*WRITTEN PROBLEM*
Recast the records below as a Markdown table with the columns No. and Line. Number each nonblank line in order in No., put its text in Line, and leave out blank lines.

DATA RECORDS start

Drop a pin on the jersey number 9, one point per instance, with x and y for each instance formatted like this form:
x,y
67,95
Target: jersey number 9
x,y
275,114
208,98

DATA RECORDS end

*EXERCISE SOLUTION*
| No. | Line |
|---|---|
| 1 | Drop a pin on the jersey number 9, one point per instance, with x and y for each instance formatted like this form: |
| 2 | x,y |
| 3 | 67,95 |
| 4 | Target: jersey number 9 |
| 5 | x,y |
| 6 | 275,114 |
| 7 | 208,98 |